-- Problem details --
Tally how many lines of the data below contain the string "mask". Reply with that number alone.

--

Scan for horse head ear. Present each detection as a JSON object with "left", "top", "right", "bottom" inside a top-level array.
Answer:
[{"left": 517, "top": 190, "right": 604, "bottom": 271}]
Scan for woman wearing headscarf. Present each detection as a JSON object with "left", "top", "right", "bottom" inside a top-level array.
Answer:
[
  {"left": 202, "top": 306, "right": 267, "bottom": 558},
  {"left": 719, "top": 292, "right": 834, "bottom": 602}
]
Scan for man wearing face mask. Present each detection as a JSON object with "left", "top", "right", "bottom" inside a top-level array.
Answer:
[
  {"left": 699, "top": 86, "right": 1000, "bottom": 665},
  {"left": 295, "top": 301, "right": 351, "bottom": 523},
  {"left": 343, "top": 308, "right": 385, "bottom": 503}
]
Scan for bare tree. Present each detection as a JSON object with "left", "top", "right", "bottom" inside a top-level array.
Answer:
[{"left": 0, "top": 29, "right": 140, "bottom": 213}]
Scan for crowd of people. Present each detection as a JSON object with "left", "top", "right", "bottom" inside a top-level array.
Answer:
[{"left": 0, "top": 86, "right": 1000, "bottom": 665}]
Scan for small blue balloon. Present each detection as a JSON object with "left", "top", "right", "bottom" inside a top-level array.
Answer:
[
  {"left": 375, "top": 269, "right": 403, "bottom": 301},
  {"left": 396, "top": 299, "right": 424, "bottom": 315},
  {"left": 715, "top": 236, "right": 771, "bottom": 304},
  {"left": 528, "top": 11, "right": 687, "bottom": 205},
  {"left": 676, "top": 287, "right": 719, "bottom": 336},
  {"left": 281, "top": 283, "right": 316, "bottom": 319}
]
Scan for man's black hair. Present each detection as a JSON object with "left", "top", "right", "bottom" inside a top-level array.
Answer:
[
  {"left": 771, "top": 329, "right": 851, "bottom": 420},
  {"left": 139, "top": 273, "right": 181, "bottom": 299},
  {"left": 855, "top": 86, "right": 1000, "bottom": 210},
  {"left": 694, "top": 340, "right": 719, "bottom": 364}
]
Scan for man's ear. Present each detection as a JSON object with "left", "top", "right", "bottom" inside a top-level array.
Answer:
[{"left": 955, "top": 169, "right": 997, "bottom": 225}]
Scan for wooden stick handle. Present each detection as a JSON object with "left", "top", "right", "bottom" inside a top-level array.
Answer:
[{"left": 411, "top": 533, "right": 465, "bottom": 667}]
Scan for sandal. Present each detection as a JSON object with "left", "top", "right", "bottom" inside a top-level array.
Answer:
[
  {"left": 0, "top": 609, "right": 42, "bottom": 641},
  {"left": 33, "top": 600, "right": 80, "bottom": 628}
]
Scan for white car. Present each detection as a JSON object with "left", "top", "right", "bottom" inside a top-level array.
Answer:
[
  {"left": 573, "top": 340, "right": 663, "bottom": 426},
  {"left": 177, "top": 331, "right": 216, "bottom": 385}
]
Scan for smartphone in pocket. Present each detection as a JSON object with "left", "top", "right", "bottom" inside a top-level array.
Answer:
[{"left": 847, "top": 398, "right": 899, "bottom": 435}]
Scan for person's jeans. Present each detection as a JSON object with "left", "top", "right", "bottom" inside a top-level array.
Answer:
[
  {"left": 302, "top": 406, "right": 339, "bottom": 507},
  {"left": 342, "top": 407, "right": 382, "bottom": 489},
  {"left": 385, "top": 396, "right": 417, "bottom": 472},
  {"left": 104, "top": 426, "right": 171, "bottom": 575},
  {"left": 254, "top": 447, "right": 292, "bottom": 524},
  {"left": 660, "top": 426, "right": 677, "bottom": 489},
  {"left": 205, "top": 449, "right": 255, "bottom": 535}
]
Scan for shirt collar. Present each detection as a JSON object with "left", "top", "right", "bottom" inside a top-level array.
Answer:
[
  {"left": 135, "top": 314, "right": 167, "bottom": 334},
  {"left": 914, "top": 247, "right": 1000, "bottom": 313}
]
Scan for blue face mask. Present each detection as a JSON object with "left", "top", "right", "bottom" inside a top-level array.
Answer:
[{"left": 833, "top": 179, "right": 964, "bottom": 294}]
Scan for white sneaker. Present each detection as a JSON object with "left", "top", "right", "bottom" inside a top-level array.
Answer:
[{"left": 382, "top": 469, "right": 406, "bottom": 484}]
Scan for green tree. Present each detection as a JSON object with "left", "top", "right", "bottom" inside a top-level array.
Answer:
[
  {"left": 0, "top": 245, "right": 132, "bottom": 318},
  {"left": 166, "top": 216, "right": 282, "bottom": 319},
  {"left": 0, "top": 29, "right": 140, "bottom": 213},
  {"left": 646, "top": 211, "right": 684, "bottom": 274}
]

--

-- The output --
2